Photo-based referring expression data:
★ ★ ★
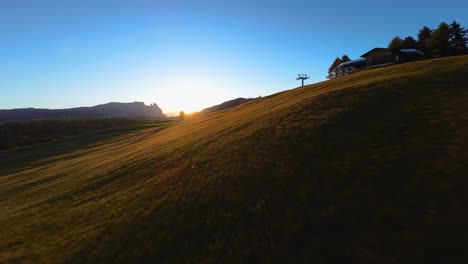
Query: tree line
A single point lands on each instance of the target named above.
(446, 40)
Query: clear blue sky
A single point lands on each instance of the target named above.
(187, 55)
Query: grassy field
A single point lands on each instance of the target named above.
(369, 168)
(27, 133)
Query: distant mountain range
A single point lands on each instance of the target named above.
(135, 109)
(226, 105)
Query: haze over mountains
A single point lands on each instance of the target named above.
(113, 109)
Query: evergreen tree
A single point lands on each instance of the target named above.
(439, 44)
(409, 42)
(333, 70)
(457, 39)
(424, 38)
(396, 43)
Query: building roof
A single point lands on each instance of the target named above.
(412, 51)
(374, 50)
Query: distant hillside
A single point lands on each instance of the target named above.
(226, 105)
(135, 109)
(366, 168)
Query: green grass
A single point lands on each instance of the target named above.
(369, 168)
(27, 133)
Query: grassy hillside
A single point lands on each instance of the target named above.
(367, 168)
(27, 133)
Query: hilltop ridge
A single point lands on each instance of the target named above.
(113, 109)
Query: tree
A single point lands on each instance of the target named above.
(457, 39)
(424, 38)
(396, 43)
(182, 115)
(333, 70)
(409, 42)
(439, 43)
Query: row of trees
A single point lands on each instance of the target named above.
(334, 71)
(446, 40)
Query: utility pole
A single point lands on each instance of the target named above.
(302, 77)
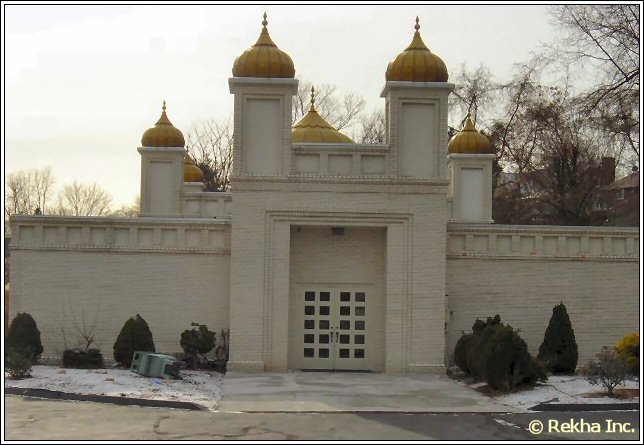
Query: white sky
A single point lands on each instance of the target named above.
(82, 83)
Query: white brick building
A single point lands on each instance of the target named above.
(327, 254)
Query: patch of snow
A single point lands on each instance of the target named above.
(562, 390)
(506, 423)
(200, 387)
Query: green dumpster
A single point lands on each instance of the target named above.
(151, 364)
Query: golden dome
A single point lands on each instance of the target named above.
(163, 134)
(313, 128)
(469, 140)
(264, 59)
(191, 173)
(417, 63)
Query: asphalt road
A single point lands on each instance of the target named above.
(39, 419)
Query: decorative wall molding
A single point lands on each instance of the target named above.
(542, 242)
(143, 234)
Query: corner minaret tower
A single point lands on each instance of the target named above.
(469, 164)
(263, 84)
(416, 110)
(162, 152)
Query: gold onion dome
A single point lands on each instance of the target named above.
(191, 173)
(469, 140)
(417, 63)
(264, 59)
(163, 134)
(313, 128)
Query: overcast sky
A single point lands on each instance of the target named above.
(82, 83)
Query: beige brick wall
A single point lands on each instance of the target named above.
(168, 290)
(98, 272)
(601, 297)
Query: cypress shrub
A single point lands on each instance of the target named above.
(24, 337)
(559, 348)
(134, 336)
(460, 352)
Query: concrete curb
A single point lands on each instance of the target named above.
(59, 395)
(586, 407)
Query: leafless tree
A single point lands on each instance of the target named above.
(372, 128)
(604, 39)
(83, 330)
(210, 144)
(476, 93)
(77, 199)
(340, 111)
(27, 192)
(129, 210)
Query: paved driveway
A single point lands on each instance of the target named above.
(351, 392)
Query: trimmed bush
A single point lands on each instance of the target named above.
(461, 350)
(559, 348)
(24, 337)
(506, 363)
(200, 341)
(495, 353)
(17, 365)
(629, 348)
(474, 358)
(609, 370)
(134, 336)
(82, 359)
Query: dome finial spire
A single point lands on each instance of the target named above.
(312, 98)
(469, 123)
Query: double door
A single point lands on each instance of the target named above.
(335, 329)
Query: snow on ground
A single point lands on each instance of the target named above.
(200, 387)
(563, 389)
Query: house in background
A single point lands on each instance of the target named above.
(618, 202)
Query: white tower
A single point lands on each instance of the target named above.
(162, 171)
(416, 95)
(469, 165)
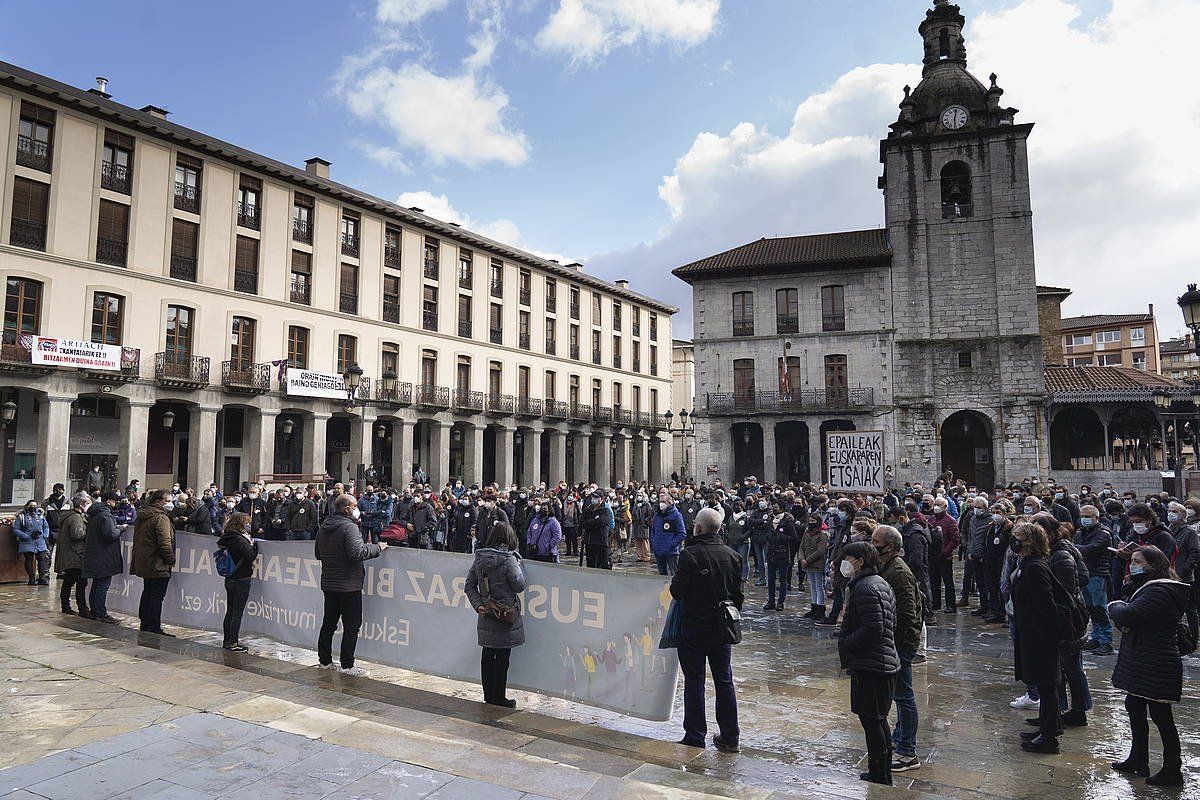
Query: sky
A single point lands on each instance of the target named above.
(636, 136)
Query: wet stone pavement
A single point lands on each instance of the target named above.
(79, 690)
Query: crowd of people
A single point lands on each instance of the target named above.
(1059, 569)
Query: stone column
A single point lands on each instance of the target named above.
(504, 456)
(131, 459)
(261, 447)
(202, 445)
(439, 453)
(53, 444)
(315, 440)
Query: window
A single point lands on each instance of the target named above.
(391, 298)
(301, 277)
(495, 326)
(955, 191)
(349, 234)
(497, 277)
(837, 386)
(430, 308)
(391, 239)
(525, 287)
(22, 310)
(184, 240)
(743, 313)
(298, 347)
(250, 200)
(117, 167)
(187, 184)
(347, 353)
(523, 330)
(113, 233)
(301, 218)
(245, 265)
(35, 137)
(465, 316)
(107, 317)
(30, 211)
(348, 289)
(833, 308)
(241, 343)
(432, 258)
(466, 269)
(787, 311)
(179, 335)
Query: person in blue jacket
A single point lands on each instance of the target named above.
(666, 535)
(33, 533)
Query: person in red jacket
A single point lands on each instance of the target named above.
(941, 564)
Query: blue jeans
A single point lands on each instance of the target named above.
(97, 596)
(695, 726)
(904, 735)
(1096, 597)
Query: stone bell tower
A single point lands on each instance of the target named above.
(967, 364)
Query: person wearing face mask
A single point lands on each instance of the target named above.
(867, 650)
(154, 555)
(1093, 540)
(341, 551)
(667, 533)
(1149, 667)
(33, 533)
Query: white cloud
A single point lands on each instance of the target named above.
(502, 230)
(403, 12)
(1114, 166)
(587, 30)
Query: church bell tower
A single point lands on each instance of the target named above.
(967, 370)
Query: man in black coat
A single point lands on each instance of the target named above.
(709, 573)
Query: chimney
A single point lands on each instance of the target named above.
(101, 88)
(318, 167)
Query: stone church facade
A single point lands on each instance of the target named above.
(927, 329)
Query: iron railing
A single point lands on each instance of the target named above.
(115, 178)
(246, 377)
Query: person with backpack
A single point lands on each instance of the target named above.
(239, 552)
(1149, 667)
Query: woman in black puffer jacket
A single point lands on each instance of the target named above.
(868, 651)
(1149, 666)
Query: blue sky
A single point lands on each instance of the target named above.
(597, 146)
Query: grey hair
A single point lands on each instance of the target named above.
(708, 521)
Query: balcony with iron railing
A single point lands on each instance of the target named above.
(183, 268)
(34, 154)
(173, 368)
(245, 281)
(246, 377)
(399, 395)
(301, 232)
(529, 407)
(28, 233)
(795, 401)
(187, 198)
(430, 396)
(112, 251)
(468, 402)
(115, 178)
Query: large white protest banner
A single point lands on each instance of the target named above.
(591, 635)
(856, 461)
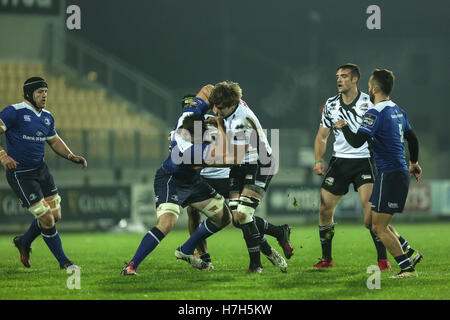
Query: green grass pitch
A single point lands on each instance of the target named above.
(162, 277)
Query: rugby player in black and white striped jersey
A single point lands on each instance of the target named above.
(347, 165)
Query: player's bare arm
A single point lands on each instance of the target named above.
(8, 163)
(320, 147)
(413, 146)
(205, 92)
(60, 148)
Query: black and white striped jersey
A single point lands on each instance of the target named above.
(334, 110)
(247, 130)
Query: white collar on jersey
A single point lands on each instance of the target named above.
(27, 106)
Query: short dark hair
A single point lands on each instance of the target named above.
(189, 124)
(354, 69)
(185, 101)
(225, 94)
(384, 79)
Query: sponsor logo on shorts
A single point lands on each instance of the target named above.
(393, 205)
(369, 120)
(329, 181)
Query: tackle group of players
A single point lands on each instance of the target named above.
(220, 164)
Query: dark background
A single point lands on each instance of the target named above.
(283, 53)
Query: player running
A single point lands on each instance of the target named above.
(27, 127)
(347, 166)
(249, 181)
(219, 179)
(178, 183)
(385, 126)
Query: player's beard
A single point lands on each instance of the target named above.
(371, 96)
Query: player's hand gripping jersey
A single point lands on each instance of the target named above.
(26, 134)
(248, 131)
(183, 153)
(334, 110)
(386, 123)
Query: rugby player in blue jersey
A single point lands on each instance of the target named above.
(178, 183)
(385, 126)
(27, 127)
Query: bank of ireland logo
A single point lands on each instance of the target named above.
(329, 181)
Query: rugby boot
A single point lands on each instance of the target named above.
(384, 264)
(324, 264)
(24, 252)
(69, 265)
(277, 260)
(257, 270)
(129, 269)
(284, 241)
(416, 258)
(191, 259)
(406, 273)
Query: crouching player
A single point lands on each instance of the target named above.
(178, 183)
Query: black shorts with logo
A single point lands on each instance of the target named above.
(344, 171)
(390, 191)
(32, 185)
(222, 186)
(248, 174)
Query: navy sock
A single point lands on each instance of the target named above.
(33, 231)
(265, 246)
(252, 240)
(53, 241)
(148, 244)
(204, 230)
(326, 234)
(403, 261)
(381, 249)
(265, 227)
(406, 247)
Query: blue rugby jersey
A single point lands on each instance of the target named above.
(386, 123)
(26, 134)
(183, 154)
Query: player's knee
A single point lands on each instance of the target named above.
(54, 203)
(168, 207)
(215, 207)
(166, 222)
(47, 221)
(39, 209)
(246, 208)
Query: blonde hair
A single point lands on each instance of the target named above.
(225, 94)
★ ★ ★
**EXERCISE REQUIREMENTS:**
Look above for the line containing "Query: stone bell tower" and the line containing "Query: man in black coat". Transcribe both, with the lines between them, exactly.

**YOUR SOLUTION:**
Query: stone bell tower
A single point lands on each instance of the target named above.
(967, 364)
Query: person wearing face mask
A single point lands on each instance of the target named above.
(867, 650)
(154, 555)
(1093, 540)
(341, 551)
(667, 533)
(1149, 667)
(33, 533)
Query: white cloud
A single point lands on each instance of the target named above.
(502, 230)
(403, 12)
(1114, 166)
(587, 30)
Query: church bell tower
A single point lands on each instance of the target named above.
(967, 370)
Query: man in black coat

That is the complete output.